Your objective: All lines from the one containing "Find duck wing." through the last line below must be duplicated exactly, with nothing outside that span.

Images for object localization

_ _ _ _ _

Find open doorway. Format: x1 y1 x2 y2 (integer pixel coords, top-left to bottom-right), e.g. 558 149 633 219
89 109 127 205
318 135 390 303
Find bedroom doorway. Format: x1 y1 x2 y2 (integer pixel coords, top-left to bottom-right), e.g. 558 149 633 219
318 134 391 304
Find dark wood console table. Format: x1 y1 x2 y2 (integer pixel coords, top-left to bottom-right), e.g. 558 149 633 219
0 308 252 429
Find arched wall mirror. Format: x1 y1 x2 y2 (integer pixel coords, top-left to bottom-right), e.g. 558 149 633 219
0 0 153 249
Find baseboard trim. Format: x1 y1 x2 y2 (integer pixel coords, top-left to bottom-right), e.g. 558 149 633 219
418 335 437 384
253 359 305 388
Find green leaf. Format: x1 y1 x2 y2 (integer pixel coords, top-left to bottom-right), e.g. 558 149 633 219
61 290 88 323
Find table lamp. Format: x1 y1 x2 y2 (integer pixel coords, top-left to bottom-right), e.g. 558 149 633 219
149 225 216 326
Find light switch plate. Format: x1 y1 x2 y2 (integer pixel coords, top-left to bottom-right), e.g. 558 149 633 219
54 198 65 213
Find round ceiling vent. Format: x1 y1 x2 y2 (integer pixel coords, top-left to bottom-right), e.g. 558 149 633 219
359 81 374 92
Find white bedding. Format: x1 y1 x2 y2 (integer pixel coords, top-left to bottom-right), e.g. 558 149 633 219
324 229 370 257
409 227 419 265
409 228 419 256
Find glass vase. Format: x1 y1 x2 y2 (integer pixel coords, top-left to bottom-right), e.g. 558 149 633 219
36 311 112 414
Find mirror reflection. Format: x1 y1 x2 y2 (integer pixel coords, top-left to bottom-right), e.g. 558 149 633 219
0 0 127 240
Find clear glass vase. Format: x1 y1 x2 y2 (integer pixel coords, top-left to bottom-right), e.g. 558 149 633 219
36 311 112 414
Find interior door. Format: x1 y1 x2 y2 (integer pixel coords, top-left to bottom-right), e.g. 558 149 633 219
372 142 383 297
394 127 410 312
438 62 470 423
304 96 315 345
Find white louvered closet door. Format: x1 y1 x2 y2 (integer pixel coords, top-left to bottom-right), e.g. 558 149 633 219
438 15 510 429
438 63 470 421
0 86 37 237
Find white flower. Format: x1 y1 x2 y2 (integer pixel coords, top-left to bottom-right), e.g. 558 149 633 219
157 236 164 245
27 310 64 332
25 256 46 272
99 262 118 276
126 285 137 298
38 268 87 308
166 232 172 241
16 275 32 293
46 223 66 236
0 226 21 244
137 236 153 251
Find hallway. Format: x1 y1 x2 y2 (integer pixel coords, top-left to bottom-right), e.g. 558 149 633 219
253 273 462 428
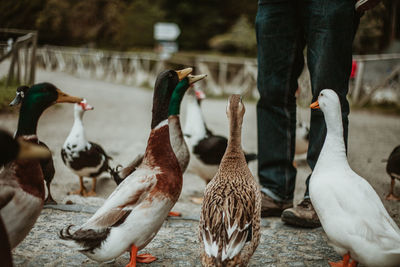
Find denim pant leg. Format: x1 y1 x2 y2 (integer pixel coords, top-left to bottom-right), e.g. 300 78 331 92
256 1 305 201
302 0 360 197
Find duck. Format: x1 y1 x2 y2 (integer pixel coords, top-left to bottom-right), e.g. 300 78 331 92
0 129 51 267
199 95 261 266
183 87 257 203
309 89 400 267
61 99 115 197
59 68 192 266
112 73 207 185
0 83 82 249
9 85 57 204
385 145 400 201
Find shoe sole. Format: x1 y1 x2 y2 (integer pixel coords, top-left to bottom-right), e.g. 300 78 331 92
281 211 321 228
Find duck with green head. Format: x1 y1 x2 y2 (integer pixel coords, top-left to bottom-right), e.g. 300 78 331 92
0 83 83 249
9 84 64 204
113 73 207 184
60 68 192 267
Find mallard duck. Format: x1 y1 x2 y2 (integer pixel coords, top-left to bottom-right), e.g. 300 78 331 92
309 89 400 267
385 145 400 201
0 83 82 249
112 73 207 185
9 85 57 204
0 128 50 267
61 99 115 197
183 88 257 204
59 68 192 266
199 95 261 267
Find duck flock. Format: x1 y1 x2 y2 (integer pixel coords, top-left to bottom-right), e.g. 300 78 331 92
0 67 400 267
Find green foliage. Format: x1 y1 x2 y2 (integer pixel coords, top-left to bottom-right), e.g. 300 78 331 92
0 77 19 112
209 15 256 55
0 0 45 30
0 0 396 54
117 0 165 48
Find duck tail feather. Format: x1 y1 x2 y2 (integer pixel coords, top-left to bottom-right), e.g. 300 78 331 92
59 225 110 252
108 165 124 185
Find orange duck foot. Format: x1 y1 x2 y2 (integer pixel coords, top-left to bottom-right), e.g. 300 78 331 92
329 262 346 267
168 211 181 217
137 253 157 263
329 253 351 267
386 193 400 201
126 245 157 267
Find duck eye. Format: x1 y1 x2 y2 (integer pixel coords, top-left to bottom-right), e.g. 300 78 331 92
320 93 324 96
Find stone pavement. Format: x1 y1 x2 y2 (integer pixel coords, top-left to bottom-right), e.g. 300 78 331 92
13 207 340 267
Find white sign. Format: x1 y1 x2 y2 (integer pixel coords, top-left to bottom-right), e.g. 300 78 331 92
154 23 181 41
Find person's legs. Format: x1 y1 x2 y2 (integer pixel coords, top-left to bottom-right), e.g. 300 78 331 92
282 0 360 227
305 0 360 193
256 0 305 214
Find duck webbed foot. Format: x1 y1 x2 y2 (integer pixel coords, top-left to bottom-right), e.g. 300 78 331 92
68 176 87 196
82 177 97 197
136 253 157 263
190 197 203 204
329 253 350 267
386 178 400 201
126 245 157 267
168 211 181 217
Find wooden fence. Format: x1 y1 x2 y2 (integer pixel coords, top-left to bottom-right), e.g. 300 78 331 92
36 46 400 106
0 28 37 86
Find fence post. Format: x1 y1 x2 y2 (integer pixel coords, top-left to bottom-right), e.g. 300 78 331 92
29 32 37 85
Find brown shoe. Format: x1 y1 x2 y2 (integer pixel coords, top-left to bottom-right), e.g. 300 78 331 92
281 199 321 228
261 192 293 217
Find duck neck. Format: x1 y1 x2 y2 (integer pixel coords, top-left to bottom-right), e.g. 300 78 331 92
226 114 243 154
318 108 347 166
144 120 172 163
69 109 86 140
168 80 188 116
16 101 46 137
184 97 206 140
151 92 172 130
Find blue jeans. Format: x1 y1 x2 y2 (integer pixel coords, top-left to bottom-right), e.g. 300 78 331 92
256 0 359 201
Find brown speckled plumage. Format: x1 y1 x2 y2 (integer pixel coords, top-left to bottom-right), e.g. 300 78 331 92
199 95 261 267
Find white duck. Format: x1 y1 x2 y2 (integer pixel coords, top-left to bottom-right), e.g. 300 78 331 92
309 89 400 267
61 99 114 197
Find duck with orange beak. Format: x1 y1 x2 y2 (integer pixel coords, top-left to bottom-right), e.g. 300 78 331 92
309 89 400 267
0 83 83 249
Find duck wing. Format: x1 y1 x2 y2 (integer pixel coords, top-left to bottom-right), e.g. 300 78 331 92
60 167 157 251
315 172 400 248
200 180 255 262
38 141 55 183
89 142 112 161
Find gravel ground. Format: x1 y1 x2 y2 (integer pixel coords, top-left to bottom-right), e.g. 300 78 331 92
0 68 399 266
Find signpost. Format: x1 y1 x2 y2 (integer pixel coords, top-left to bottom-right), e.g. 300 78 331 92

_ _ _ _ _

Result of this exercise:
Find duck wing. Format: x1 y1 x2 y2 (integer pixel coords, top-left to bottom-right), e.g. 300 78 331 92
60 167 157 251
315 172 400 248
200 180 255 262
38 141 55 183
89 142 112 161
Find gravel ground. Format: x1 y1 x2 y2 (integer pixel coords, top-left to bottom-right), e.g. 300 78 331 92
0 68 399 266
Find signpost. Format: x1 y1 x2 y2 (integer pixel coords, top-left to bottom-right), e.g. 300 78 331 92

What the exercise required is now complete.